Quoted passage
_ _ _
The only logic in a raw cell is the format metadata field. If defined, it specifies which nbconvert output format is the intended target for the raw cell. When outputting to any other format, the raw cell’s contents will be excluded. In the default case when this value is undefined, a raw cell’s contents will be included in any nbconvert output, regardless of format.

{
  "cell_type" : "raw",
  "metadata" : {
    # the mime-type of the target nbconvert format.
    # nbconvert to formats other than this will exclude this cell.
    "format" : "mime/type"
  },
  "source" : ["some nbformat mime-type data"]
}

Backward-compatible changes

The notebook format is an evolving format. When backward-compatible changes are made, the notebook format minor version is incremented. When backward-incompatible changes are made, the major version is incremented.

As of nbformat 4.x, backward-compatible changes include:

  • new fields in any dictionary (notebook, cell, output, metadata, etc.)
  • new cell types
  • new output types

New cell or output types will not be rendered in versions that do not recognize them, but they will be preserved.

Metadata

Metadata is a place that you can put arbitrary JSONable information about your notebook, cell, or output. Because it is a shared namespace, any custom metadata should use a sufficiently unique namespace, such as metadata.kaylees_md.foo = “bar”.

Metadata fields officially defined for Jupyter notebooks are listed here:

Notebook metadata

The following metadata keys are defined at the notebook level:

Key Value Interpretation
kernelspec dict A kernel specification

Cell metadata

The following metadata keys are defined at the cell level:

Key Value Interpretation
collapsed bool Whether the cell’s output container should be collapsed
autoscroll bool or ‘auto’ Whether the cell’s output is scrolled, unscrolled, or autoscrolled
deletable bool If False, prevent deletion of the cell
format ‘mime/type’ The mime-type of a Raw NBConvert Cell
name str A name for the cell. Should be unique
tags list of str A list of string tags on the cell. Commas are not allowed in a tag

Output metadata

The following metadata keys are defined for code cell outputs:

Key Value Interpretation
isolated bool Whether the output should be isolated into an IFrame

Python API for working with notebook files

Reading and writing

nbformat.read(fp, as_version, **kwargs)

Read a notebook from a file as a NotebookNode of the given version.

The string can contain a notebook of any version. The notebook will be returned as_version, converting, if necessary.

Notebook format errors will be logged.
_ _ _
Written task 1
Identify every line of the records that contains the string "mirror", and copy each of those lines. Case counts.

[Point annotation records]
_ _ _
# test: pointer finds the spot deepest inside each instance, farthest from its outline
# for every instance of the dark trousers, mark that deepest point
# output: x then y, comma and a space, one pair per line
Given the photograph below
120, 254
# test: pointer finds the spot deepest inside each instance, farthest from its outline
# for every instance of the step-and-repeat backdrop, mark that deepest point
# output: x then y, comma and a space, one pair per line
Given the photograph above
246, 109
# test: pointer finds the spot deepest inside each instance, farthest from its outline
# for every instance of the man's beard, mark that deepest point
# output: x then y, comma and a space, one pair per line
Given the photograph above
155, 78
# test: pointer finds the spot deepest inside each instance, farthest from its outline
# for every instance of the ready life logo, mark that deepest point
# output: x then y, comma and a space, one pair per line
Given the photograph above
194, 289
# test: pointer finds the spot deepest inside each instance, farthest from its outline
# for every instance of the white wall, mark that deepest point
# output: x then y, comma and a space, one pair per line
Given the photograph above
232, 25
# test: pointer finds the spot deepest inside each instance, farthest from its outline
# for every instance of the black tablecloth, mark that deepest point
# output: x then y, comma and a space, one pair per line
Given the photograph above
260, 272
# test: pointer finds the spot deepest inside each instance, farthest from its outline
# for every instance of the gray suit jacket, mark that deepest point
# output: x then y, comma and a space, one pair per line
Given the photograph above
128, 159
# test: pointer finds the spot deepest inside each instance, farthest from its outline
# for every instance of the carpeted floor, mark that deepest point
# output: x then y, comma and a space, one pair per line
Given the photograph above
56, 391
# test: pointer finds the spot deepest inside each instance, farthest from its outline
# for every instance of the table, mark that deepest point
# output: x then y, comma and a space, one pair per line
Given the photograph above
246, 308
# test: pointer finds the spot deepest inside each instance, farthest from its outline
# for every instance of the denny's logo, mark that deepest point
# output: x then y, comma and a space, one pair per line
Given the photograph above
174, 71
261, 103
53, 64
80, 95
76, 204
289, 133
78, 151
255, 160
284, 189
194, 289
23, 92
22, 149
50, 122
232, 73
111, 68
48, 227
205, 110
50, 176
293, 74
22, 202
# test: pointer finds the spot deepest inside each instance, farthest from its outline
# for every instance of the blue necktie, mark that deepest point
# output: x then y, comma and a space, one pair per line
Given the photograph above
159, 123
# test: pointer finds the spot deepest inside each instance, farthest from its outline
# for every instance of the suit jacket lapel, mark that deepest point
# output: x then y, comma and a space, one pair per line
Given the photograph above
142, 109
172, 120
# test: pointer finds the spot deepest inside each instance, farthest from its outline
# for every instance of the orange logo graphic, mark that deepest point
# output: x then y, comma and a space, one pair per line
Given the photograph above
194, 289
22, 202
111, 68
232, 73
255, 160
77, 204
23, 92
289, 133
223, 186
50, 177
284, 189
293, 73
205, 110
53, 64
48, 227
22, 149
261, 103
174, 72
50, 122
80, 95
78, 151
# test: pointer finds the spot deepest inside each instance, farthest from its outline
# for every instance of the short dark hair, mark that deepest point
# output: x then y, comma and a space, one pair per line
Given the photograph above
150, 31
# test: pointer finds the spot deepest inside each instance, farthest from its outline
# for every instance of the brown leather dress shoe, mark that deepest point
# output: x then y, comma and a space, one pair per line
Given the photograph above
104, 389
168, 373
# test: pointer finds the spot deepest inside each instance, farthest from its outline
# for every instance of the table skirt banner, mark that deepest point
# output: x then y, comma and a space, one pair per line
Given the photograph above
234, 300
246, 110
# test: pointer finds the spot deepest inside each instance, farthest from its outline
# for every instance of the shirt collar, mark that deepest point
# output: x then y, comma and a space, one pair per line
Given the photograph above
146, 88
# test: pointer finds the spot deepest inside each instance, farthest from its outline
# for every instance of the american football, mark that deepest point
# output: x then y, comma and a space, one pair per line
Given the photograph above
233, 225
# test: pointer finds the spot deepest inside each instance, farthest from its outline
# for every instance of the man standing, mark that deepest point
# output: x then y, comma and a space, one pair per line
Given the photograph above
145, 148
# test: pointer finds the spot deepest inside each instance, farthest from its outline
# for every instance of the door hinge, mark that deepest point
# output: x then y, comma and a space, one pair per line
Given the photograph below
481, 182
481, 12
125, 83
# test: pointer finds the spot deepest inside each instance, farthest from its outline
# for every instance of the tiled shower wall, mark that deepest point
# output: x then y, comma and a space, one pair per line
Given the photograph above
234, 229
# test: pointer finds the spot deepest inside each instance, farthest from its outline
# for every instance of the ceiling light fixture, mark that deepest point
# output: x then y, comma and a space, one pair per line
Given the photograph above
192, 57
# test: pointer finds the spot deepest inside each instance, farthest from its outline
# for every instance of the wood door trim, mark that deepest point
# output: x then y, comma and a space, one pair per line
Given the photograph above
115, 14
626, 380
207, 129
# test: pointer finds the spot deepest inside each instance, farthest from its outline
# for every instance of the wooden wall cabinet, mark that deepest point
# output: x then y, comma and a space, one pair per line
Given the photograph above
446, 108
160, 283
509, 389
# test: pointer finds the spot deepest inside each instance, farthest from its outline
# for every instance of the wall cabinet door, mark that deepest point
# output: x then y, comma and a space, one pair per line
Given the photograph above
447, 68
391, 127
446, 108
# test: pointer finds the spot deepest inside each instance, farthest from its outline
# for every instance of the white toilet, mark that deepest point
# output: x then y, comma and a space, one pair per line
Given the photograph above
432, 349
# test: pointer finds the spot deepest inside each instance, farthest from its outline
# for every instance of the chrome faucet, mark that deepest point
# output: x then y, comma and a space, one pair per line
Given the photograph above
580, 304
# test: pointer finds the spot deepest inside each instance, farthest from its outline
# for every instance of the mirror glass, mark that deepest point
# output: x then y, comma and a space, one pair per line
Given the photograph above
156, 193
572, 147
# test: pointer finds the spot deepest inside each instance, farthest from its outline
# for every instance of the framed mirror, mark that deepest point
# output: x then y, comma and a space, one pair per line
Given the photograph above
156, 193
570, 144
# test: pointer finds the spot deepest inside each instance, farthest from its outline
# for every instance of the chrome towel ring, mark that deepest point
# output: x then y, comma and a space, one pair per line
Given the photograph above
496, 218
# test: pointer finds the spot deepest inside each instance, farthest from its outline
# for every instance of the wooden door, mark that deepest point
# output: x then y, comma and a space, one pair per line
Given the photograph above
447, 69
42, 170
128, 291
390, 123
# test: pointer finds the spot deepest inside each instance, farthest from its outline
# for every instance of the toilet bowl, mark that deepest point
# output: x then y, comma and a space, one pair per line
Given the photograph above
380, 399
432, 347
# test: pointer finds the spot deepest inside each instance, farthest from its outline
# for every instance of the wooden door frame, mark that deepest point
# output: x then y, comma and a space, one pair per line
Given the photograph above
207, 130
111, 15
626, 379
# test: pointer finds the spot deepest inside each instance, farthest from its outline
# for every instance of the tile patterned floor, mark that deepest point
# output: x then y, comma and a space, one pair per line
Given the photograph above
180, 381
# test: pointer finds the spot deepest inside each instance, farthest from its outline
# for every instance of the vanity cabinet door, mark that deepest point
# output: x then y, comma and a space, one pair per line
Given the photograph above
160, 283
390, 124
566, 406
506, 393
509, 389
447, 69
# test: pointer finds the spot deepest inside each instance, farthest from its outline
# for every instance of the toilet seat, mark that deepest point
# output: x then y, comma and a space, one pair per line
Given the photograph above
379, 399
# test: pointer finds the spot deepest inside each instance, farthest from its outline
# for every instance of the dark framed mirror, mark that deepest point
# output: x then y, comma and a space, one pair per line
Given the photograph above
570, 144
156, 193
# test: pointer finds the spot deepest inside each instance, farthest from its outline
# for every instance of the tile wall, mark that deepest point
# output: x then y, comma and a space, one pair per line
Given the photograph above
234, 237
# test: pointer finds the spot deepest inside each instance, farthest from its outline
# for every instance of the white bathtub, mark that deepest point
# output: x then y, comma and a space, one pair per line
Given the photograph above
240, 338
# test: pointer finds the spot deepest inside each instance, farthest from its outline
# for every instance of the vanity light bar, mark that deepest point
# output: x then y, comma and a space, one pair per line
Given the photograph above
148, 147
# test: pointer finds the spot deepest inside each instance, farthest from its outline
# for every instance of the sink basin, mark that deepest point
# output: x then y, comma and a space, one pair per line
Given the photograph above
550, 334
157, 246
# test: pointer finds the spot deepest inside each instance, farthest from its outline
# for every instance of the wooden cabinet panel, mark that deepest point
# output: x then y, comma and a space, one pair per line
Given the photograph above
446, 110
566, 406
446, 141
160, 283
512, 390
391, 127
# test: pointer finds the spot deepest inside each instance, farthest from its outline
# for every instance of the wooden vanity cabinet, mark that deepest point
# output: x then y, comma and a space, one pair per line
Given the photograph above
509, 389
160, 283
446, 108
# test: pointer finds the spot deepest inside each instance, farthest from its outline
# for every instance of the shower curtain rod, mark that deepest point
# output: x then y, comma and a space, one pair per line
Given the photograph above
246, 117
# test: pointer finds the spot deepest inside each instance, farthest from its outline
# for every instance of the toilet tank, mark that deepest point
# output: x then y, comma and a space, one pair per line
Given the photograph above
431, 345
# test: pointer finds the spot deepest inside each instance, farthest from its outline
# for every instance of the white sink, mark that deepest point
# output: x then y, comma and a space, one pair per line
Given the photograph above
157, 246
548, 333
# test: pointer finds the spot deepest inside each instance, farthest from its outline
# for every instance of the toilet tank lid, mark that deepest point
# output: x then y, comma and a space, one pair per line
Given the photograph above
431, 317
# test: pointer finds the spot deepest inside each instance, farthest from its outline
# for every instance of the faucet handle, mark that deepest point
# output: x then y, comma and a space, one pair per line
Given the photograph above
_ _ _
Written task 2
For each statement, answer yes or no according to the notebook format text and quote the words that decide it: (a) a raw cell whose format metadata is undefined is included in nbconvert output of any format; (b) backward-incompatible changes increment the minor version; (c) commas may be used in a cell tag.

Problem solution 1
# for every instance of the mirror glass, mark that deepest point
# for every instance of the framed mirror, mark that deepest point
# for every instance of the dark framed mirror, mark that deepest point

Problem solution 2
(a) Yes: "In the default case when this value is undefined, a raw cell’s contents will be included in any nbconvert output, regardless of format."
(b) No: "When backward-incompatible changes are made, the major version is incremented."
(c) No: "Commas are not allowed in a tag"